───── Extracted data
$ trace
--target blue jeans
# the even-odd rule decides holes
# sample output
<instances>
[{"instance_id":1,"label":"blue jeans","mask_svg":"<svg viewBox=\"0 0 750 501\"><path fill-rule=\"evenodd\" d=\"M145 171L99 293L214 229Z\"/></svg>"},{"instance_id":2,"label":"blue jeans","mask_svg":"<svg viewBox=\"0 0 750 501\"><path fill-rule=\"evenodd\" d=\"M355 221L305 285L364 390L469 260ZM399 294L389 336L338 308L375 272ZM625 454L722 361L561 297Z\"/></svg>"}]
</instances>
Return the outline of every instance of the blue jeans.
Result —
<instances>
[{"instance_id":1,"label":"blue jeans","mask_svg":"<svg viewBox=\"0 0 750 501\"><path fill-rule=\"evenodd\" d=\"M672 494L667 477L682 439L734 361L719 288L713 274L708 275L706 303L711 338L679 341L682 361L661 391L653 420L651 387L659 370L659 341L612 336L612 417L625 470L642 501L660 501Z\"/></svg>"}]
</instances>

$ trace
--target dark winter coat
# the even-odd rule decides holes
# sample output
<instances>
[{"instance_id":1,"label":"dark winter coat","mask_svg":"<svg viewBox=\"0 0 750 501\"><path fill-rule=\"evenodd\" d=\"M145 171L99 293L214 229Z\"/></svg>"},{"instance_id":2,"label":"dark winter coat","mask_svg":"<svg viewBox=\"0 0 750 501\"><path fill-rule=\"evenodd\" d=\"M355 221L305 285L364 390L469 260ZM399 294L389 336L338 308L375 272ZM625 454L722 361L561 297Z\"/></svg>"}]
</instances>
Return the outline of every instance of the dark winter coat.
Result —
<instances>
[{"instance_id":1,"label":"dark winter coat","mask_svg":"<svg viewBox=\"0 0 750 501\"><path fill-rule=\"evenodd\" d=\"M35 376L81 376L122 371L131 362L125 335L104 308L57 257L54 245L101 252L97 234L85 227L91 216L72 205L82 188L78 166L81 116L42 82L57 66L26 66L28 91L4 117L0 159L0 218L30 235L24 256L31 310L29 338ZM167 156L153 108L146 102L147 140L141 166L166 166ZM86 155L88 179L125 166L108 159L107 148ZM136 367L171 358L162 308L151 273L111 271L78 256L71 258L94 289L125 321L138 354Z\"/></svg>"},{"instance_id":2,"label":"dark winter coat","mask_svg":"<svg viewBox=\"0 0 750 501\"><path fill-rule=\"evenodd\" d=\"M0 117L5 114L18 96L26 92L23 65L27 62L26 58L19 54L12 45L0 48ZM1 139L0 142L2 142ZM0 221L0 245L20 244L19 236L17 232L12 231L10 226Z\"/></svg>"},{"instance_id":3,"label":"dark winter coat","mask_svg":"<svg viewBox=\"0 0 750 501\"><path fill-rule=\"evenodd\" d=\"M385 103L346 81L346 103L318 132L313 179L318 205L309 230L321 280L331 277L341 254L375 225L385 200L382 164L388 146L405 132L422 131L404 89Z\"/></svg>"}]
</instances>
──────────
# [Task instructions]
How many lines in the records above contain the word "Return"? Reply with the number alone.

# [Complete output]
2